*Exercise directions*: The whole listing below needs to be retyped without a single change.

»»

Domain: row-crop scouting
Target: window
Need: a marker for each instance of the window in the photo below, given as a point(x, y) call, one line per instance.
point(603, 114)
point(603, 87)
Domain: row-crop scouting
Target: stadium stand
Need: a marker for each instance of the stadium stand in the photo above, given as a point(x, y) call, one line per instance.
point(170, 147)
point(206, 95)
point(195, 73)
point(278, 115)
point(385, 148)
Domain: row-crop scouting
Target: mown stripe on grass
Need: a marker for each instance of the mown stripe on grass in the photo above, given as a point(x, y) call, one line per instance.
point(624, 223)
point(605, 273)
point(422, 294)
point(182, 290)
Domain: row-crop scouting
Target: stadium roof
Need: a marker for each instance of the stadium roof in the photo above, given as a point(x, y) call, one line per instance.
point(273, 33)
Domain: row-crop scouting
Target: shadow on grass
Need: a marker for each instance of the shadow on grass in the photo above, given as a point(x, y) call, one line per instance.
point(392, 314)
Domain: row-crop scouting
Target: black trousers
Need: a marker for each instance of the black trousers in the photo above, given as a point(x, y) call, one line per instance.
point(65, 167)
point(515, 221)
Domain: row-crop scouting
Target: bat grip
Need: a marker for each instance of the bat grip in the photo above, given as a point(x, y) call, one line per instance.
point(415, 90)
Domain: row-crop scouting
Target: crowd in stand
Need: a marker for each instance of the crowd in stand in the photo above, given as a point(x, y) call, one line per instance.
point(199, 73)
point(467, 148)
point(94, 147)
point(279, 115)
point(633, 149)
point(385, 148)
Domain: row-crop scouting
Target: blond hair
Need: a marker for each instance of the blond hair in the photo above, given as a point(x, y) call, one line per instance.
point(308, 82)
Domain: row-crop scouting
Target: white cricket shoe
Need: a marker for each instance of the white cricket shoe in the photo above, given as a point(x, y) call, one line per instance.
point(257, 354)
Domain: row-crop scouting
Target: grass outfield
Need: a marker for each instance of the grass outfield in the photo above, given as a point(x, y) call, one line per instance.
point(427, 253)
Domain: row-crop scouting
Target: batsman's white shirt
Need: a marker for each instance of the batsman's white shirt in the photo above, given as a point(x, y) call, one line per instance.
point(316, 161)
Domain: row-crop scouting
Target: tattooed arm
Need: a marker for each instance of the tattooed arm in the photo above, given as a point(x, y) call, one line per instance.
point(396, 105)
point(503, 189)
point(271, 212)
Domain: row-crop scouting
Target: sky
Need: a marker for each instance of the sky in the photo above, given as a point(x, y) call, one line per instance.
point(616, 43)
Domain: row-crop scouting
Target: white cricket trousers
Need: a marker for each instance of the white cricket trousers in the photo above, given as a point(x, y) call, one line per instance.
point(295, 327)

««

*Solution to this exercise*:
Domain: row-crop scouting
Target: window
Need: a marker for each instance of the window in the photo below, given as a point(x, y) call, one line per instance.
point(603, 114)
point(603, 87)
Domain: row-crop scouting
Target: stadium stand
Need: a marker for each instance of the stadium stand in the photo above, given as a point(x, y) call, one line per instance.
point(170, 147)
point(206, 95)
point(195, 73)
point(278, 115)
point(385, 148)
Domain: row-crop scouting
Target: mown stripe on grass
Need: a marker for each instance of the mown stripe on grass in the photo above, given as a point(x, y) call, one line per instance.
point(624, 223)
point(605, 273)
point(422, 294)
point(182, 290)
Domain: row-crop scouting
Target: stadium roof
Need: a marker for each instance of the stadium roof in the photo above, given as a point(x, y) call, one line per instance.
point(273, 33)
Domain: row-crop scouting
Target: shadow on grass
Need: a marker for each instance of the shadow on grass in the photo above, given as a point(x, y) call, one line per instance.
point(392, 314)
Domain: row-crop scouting
Target: black trousers
Need: a marker for each instance of the black trousers in the photo above, given as a point(x, y) call, one line per instance.
point(65, 167)
point(515, 221)
Domain: row-crop scouting
Target: bat grip
Need: a marker for each instance of the bat grip in the photo above, given as a point(x, y) call, one line per instance.
point(415, 90)
Domain: row-crop scouting
Target: crowd in stand
Need: a marker for each instance of the crowd in stand in the photo above, given as a point(x, y) call, one line per instance.
point(199, 73)
point(467, 148)
point(94, 147)
point(279, 115)
point(633, 149)
point(385, 148)
Domain: row-crop scouting
Target: blond hair
Need: a marker for each instance of the blond hair in the photo above, given as a point(x, y) call, one line per instance.
point(308, 82)
Domain: row-crop scouting
Target: white cricket shoe
Need: a marker for each instance of the white cricket shoe in the photo above, given as a point(x, y) call, one line per instance.
point(257, 354)
Domain: row-crop scouting
Target: grass outfield
Need: a marker for each instance of the grass outfield in the photo above, given as a point(x, y) call, one line per instance.
point(427, 253)
Domain: row-crop scouting
Target: batsman's white shirt
Need: a marker for each instance of the batsman's white shirt in the photo above, given as a point(x, y) call, one line per instance.
point(316, 161)
Domain: row-crop scouting
Target: tattooed arm
Need: a marker for each instance of the tattooed arm in the photo above, given as a point(x, y) call, one line per instance.
point(396, 105)
point(503, 189)
point(271, 212)
Domain: row-crop scouting
Target: sky
Need: a marker for each instance of the sky in the photo above, given as a point(x, y) call, one line per instance.
point(616, 43)
Domain: row-crop scouting
Target: white cricket trousers
Need: a marker for each instance of the white cricket trousers in the photo above, given as a point(x, y) call, one line per instance.
point(295, 327)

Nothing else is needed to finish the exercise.